YOUR INSTRUCTIONS: Can the data below be echoed back word for word?

STORED DATA:
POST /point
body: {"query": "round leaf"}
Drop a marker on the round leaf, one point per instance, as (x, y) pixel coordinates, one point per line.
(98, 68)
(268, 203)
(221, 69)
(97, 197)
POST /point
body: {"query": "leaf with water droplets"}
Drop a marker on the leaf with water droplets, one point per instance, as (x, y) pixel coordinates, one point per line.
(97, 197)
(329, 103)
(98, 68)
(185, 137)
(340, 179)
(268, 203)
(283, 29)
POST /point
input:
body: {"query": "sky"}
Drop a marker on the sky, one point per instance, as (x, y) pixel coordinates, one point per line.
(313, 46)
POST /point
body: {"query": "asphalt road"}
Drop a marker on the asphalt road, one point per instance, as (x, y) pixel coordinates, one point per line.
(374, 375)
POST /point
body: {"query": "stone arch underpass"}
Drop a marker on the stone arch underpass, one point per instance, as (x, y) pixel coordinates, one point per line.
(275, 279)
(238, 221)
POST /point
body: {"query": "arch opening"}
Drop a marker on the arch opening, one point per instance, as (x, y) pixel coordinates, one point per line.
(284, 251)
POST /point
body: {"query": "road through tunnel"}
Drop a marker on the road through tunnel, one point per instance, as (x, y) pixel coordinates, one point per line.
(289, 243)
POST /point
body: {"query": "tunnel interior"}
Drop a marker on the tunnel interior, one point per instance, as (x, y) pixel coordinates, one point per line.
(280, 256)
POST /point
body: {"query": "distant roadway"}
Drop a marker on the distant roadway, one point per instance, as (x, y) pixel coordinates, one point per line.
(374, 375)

TASK RESULT:
POST /point
body: {"query": "round leaf"}
Drop a marker on the round leaf, one point per instance, as (x, y) pixel coordinates, one point per line.
(98, 68)
(268, 203)
(221, 69)
(97, 197)
POST /point
body: {"query": "leaf with water droplets"}
Drop a marker on the leaf with water droplets, one point per instance, as (x, y) pixel coordinates, one point per line.
(97, 197)
(329, 103)
(98, 68)
(185, 137)
(340, 179)
(268, 203)
(283, 29)
POST /point
input:
body: {"query": "sky"}
Drop a marker on the sky, one point per instance, as (x, y) pixel coordinates, one point per line.
(313, 46)
POST /point
body: {"query": "asphalt road"}
Drop a marker on the asphalt road, one point per instance, as (x, y) pixel coordinates, one point per line.
(374, 375)
POST /point
body: {"query": "stone arch underpass"}
Drop a marker on the stone arch underpass, one point per instance, as (x, y) pixel coordinates, one point per line.
(275, 279)
(238, 221)
POST /point
body: {"query": "arch opening"}
Drop a marker on the arch opening, one point per instance, as (x, y) pixel coordinates, one point per line.
(284, 251)
POST /point
body: {"query": "road through tunnel"}
Drop a marker on the road through tunnel, one point per instance, as (x, y) pixel coordinates, one point per line.
(289, 243)
POST /point
body: {"query": "tunnel interior"}
Drop a marker on the tunnel interior, one point per instance, as (x, y) pixel coordinates, one point per line.
(280, 256)
POST /point
body: {"query": "distant roadway"}
Drop a marker on the distant roadway, one point per instance, as (x, y) pixel coordinates, one point per line.
(374, 375)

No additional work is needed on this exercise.